Malheureuse et triste,
trois jours elle pleura, trois jours elle erra,
puis elle disparut, et personne ne l'a plus vue.
Depuis lors, je l'ai toujours cherchée en vain.
Si tu n'es pas à même de satisfaire à mon désir,
il n'y aura pas de paix entre nous deux.
Adieu, Simon.
Je saurai t'apaiser par mon amour. Écoute-moi, ah ! écoute-moi !
Non.
Écoute-moi !
Adieu.
Oh ! sang des Fieschi effroyable et inapaisé !
Et c'est parmi ces reptiles qu'est née cette pure beauté ?
Je veux la voir. Courage !
Comme est silencieuse la maison des Fieschi !
Ses portes sont entrouvertes !
Quel mystère !
Entrons.
Avance et étreins le corps glacial.
Personne !
Ici, toujours silence et ténèbres !
Maria !
L'heure de ton châtiment a sonné.
Est-ce un rêve ?
Oui, c'est un rêve affreux, atroce !
- Boccanegra ! Boccanegra ! - Quelle voix !
Des échos d'esprits infernaux !
Le peuple t'acclame doge !
Fantasmes, allez-vous-en !
Que dis-tu ?
Paolo ! Une tombe...
Un trône !
Simon, doge ? Je souffre les peines de l'enfer !
Vive Simon ! Vivat ! Vive Simon !
Vive Simon, l'élu du peuple !
À ces heures brunes,
comme les astres et la mer nous sourient !
Ô lune, comme ta clarté
s'unit aux vagues !
On dirait l'étreinte de deux cœurs virginaux !
Mais que disent les astres et la mer
à l'esprit de la pauvre orpheline ?
La nuit ténébreuse et cruelle
où la pieuse mourante s'écria :
« Que le Ciel te protège ! »
Ô demeure altière, résidence d'une lignée encore plus altière,
je n'ai pas oublié mon pauvre toit nu !
Dans ton faste austère, seul l'amour me sourit.
Le ciel pâlit,
mais je n'entends pas encore le chant d'amour !
Chaque jour, il sèche
les larmes de mes cils
comme le fait l'aurore de la rosée des fleurs.
L'âme sans amour
est comme le ciel privé d'étoiles
ou un pré dépourvu de fleurs.
Ô Ciel ! Sa voix ! C'est lui ! Il s'approche ! Ô joie !
Sans un cœur qui t'aime,
ni or, ni pouvoir, ni honneurs ne satisfont la soif d’amour.
Il vient ! L'amour enflamme mon âme, et mon cœur haletant s'emballe !
Mon âme !
Pourquoi arrives-tu si *** ?
Pardonne-moi, chérie.
Mon grand retard t'apporte grandeur et honneurs.
- J'ai peur. - Pourquoi ?
J'ai appris ton secret.
Tu apprêtes ma tombe,
et tu prépares ton échafaud !
Que veux-tu dire ?
Tu sais bien que j’aime Andrea comme un père,
pourtant il me frappe de terreur.
Ne vous ai-je pas vus errer dans la nuit sous ces voûtes,
- agités et inquiets ? - Qui ?
Toi-même, Andrea, Lorenzino et d'autres.
Ah ! tais-toi !
Le vent pourrait apporter ces paroles aux tyrans !

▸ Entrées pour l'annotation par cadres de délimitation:
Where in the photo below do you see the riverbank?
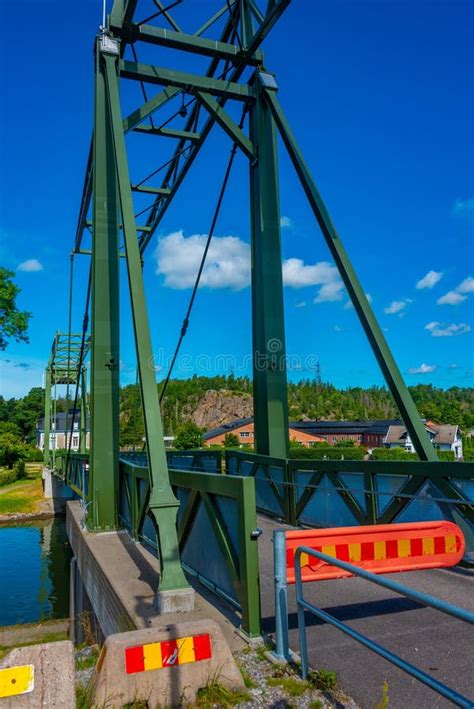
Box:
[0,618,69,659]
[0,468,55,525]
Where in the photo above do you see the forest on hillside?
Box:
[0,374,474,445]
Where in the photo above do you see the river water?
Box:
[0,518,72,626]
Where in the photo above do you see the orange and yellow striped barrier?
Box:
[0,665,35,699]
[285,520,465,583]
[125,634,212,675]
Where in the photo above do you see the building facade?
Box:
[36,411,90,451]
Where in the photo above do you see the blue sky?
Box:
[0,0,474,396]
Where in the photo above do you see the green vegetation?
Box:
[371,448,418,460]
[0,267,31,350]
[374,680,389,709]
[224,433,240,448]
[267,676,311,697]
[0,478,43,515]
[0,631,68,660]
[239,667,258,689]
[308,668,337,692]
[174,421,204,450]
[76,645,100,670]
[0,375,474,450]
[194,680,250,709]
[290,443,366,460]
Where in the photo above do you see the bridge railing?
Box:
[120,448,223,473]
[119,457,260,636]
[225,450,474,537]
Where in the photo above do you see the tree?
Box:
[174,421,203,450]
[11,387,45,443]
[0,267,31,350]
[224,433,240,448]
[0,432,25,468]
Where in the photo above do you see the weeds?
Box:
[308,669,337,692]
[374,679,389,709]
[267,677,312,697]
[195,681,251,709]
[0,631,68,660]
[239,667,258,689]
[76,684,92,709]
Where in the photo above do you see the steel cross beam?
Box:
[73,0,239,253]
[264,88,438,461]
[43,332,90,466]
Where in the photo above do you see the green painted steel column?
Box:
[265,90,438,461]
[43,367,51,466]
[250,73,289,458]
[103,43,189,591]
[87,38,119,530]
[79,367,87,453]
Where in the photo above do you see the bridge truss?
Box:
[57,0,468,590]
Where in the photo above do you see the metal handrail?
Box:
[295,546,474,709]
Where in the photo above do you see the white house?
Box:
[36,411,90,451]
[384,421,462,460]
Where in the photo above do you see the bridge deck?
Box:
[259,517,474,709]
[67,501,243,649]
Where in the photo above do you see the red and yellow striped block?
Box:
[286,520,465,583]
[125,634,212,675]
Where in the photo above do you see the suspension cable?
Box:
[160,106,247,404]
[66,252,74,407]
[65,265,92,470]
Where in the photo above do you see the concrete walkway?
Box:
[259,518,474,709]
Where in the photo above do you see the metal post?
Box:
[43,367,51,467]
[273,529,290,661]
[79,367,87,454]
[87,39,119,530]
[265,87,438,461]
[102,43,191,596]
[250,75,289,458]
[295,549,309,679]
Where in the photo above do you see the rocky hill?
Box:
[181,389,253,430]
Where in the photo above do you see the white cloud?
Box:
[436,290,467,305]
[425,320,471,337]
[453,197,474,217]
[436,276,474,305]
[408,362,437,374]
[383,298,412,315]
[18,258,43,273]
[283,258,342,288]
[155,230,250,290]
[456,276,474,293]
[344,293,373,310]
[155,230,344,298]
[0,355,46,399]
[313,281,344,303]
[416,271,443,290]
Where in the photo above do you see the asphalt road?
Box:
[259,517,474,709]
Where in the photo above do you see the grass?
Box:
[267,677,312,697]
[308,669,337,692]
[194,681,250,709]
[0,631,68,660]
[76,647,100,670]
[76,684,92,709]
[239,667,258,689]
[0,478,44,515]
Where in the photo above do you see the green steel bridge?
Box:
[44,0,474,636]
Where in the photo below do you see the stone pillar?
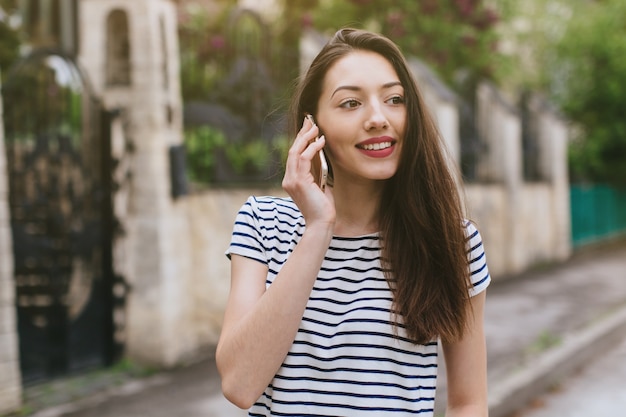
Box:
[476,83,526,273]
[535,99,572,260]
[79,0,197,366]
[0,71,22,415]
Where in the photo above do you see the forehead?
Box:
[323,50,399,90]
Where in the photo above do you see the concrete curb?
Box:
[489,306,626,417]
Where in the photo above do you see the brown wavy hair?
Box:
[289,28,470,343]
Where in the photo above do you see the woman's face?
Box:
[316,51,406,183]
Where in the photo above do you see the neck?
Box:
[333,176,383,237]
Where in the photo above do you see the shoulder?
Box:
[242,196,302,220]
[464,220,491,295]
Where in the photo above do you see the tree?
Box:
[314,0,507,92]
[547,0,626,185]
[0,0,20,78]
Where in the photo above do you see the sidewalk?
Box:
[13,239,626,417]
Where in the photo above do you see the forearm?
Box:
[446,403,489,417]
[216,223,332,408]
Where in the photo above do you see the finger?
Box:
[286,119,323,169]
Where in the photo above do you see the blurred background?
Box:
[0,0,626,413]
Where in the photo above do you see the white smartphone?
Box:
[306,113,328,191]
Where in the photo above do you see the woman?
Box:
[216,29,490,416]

--

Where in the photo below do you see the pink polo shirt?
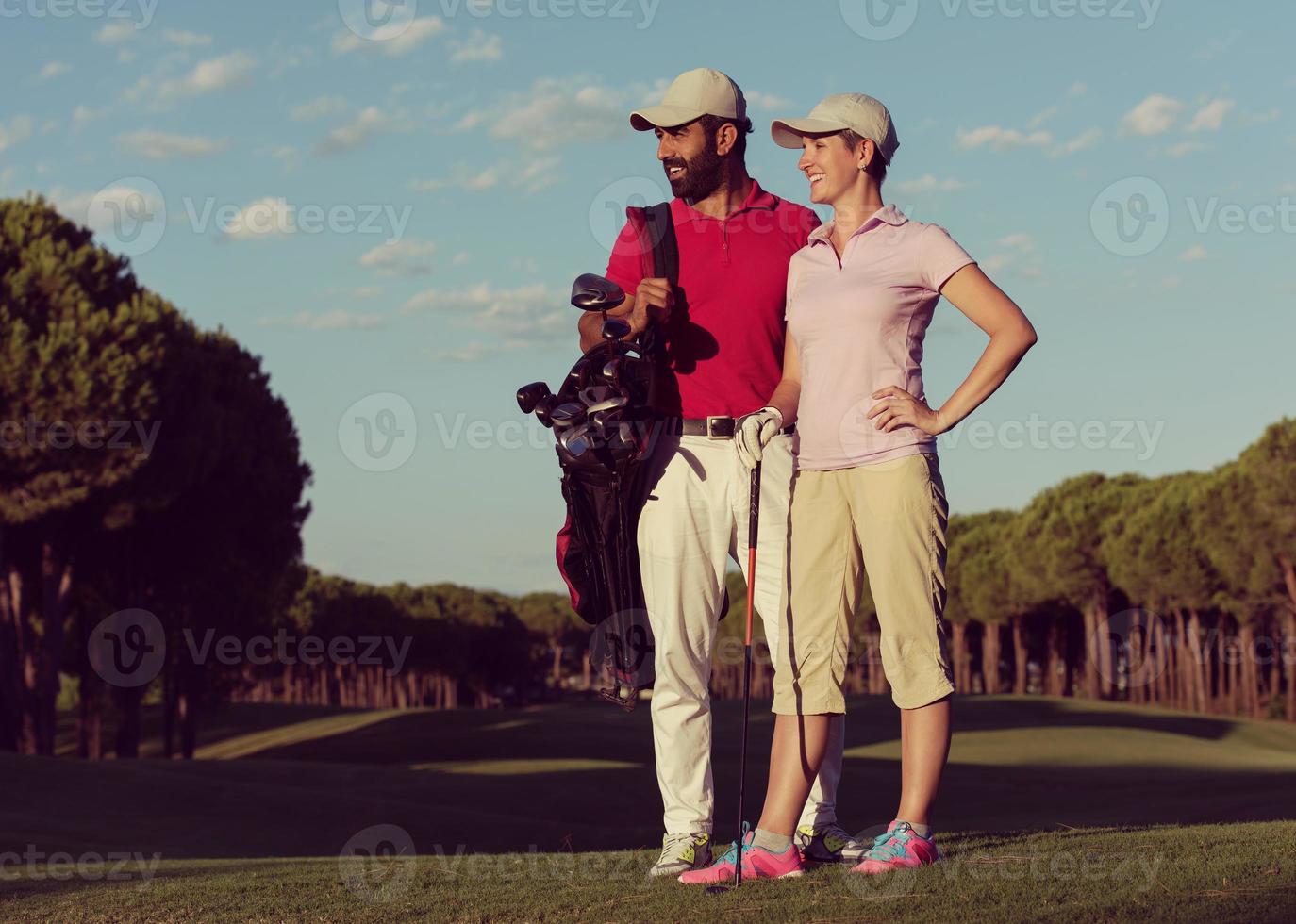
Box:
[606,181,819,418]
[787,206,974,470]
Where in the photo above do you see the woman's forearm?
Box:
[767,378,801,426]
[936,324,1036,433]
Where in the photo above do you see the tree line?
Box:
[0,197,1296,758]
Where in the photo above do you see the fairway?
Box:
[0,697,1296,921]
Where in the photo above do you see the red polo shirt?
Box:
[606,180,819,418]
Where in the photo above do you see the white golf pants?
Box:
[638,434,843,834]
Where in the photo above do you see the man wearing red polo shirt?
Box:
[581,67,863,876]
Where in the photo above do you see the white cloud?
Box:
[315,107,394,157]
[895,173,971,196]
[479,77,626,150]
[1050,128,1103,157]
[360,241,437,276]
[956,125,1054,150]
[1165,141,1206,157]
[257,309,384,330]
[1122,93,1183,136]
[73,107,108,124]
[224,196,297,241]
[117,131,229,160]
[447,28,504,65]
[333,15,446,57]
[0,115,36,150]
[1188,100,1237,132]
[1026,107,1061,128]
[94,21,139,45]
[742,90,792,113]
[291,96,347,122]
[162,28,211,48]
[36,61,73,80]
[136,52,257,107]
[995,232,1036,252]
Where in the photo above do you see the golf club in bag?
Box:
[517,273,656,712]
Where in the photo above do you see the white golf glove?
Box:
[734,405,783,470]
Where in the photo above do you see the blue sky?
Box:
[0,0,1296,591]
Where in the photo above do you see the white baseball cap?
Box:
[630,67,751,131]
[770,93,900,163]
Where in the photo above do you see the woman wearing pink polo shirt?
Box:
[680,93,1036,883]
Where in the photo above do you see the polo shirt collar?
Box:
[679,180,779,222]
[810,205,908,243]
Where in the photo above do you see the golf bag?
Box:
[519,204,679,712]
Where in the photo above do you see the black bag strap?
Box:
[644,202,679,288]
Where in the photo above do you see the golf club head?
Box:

--

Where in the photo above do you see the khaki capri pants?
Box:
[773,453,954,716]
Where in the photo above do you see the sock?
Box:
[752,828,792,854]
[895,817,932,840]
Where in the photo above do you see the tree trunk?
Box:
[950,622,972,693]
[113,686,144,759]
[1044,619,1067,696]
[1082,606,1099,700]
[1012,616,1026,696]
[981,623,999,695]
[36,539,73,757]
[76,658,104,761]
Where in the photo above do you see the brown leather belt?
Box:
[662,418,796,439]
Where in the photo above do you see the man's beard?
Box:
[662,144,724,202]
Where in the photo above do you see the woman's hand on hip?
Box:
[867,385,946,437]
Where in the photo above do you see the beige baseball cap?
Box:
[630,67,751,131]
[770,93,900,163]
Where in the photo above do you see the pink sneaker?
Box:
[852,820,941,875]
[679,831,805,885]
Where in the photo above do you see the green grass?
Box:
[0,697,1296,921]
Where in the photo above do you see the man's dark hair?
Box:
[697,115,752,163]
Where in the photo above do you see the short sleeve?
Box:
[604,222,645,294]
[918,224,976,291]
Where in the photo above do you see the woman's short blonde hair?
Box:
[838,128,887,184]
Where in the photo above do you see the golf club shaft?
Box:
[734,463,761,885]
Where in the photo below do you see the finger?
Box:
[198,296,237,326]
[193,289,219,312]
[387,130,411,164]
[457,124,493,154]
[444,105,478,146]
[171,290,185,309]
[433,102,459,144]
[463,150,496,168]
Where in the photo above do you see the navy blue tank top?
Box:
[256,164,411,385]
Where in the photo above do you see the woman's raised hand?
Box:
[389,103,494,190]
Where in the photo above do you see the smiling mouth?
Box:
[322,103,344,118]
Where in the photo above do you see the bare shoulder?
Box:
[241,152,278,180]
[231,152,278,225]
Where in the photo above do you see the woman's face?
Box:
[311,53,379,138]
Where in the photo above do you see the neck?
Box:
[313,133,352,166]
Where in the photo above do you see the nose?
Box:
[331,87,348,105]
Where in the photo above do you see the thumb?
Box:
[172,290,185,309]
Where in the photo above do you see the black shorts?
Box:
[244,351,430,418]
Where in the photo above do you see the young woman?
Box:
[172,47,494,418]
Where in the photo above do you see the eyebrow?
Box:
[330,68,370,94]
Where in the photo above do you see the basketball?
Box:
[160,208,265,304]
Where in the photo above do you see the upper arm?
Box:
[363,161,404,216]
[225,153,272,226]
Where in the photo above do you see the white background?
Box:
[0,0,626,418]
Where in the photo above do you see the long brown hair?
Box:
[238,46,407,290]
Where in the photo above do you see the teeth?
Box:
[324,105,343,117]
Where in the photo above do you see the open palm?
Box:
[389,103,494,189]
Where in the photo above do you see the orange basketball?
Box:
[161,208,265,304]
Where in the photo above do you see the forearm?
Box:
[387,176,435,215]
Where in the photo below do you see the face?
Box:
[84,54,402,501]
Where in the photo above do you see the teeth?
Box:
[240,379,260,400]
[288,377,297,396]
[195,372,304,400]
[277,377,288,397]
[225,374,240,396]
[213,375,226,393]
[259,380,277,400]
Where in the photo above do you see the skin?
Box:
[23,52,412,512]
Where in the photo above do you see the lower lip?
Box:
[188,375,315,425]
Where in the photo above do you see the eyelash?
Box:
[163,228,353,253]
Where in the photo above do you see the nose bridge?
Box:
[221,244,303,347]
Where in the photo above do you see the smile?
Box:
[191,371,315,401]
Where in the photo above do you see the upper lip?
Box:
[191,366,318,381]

▸ Exercices:
a) Recopiez le passage de l'extrait à lire qui commence à « Ses portes sont » et se termine à « affreux, atroce ! ».
b) Quelles paroles la pieuse mourante s'écria-t-elle durant la nuit ténébreuse et cruelle, selon l'extrait à lire ?
c) Écrivez la suite du dialogue de l'extrait à lire, en reprenant juste après la dernière réplique.

▸ Résultats par tâche:
a)
Ses portes sont entrouvertes !
Quel mystère !
Entrons.
Avance et étreins le corps glacial.
Personne !
Ici, toujours silence et ténèbres !
Maria !
L'heure de ton châtiment a sonné.
Est-ce un rêve ?
Oui, c'est un rêve affreux, atroce !

b) « Que le Ciel te protège ! »

c)
Les murs parlent,
à chaque pas se cache un délateur.
- Tu trembles ! - Chassons ces funestes chimères !
Tu as dit chimères ?
Viens, regarde la mer frémissante et azurée ;
là, sur cette couche nuptiale écumante, se dresse Gênes,
là tes ennemis commandent, et c'est en vain que tu espères les vaincre.
Abrite tes pensées dans le havre de l'amour.
Ô mon ange qui déploies tes ailes depuis l'empyrée
et brilles comme un phare sur le chemin des mortels,
ne t'efforce pas de découvrir les mystères funèbres de la haine,
abrite tes pensées dans le havre de l'amour.
-Ah ! - Qu'y a-t-il ? - Vois-tu cet homme là-bas ?
- Chaque jour il paraît comme une ombre. - Peut-être un rival ?
- Un messager du doge te demande. - Qu'il vienne.
- Je veux savoir qui est cette personne. -Arrête-toi.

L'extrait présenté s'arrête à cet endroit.